YOUR OBJECTIVE:
Copy out, word for word, the part of the items below that opens with the line containing "Every instance of the black" and runs through the end of the items.
* begin *
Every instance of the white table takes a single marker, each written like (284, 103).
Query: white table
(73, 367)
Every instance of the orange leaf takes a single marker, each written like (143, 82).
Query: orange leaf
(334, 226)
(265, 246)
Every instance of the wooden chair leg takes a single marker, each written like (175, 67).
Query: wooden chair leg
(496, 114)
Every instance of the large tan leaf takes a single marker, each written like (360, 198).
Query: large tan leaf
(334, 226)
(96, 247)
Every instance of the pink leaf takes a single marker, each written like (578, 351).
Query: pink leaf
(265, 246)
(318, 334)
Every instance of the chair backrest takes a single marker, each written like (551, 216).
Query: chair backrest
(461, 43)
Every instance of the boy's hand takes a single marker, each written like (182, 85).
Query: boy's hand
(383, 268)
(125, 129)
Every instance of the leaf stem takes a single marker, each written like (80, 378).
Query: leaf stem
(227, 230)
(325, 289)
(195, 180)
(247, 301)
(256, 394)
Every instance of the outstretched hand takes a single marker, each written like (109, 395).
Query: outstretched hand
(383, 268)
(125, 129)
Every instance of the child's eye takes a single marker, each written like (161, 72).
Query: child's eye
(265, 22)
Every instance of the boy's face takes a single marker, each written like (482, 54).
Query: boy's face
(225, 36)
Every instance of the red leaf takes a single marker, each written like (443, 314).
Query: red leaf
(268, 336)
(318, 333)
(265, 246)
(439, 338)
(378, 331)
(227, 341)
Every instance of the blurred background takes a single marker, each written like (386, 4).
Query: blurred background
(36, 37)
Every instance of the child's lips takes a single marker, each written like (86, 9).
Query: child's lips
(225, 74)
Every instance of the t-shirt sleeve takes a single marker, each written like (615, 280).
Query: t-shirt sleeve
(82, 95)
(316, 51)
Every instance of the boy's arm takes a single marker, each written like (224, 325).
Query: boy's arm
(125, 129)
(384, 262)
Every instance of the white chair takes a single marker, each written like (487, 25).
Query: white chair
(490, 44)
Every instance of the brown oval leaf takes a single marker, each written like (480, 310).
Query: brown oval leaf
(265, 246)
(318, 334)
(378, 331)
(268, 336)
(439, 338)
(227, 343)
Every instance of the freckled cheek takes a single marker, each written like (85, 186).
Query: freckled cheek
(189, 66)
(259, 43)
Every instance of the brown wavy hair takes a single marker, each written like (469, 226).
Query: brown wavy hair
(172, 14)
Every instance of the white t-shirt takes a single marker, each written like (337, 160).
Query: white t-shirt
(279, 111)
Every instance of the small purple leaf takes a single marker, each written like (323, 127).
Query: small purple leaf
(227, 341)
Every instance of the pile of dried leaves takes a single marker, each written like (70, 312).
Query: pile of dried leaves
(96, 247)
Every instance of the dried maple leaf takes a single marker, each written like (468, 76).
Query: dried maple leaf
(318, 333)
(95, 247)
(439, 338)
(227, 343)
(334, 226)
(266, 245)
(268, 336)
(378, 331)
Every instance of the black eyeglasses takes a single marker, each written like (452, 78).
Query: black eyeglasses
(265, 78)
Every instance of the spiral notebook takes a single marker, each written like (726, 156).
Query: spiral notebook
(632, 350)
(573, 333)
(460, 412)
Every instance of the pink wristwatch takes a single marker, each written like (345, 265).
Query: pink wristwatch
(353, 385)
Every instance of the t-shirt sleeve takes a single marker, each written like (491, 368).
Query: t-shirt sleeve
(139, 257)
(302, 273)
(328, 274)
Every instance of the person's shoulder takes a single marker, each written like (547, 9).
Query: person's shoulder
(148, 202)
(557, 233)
* end *
OUTPUT FOR THIS TASK:
Every instance of the black eyeglasses takes a single marker, each written like (452, 78).
Query: black eyeglasses
(265, 78)
Every instance of the spiral notebook takes a single marker, each written like (726, 156).
Query: spiral notebook
(632, 350)
(573, 333)
(460, 412)
Every instance of the pink wristwatch takes a single marker, each written like (345, 265).
Query: pink wristwatch
(353, 385)
Every instance of the t-shirt sleeve takes a single marker, each written like (491, 368).
Query: t-shirt sleeve
(139, 257)
(302, 273)
(328, 274)
Every instance of the person's shoulder takes a single marker, each written like (547, 9).
Query: person's shoulder
(148, 202)
(557, 233)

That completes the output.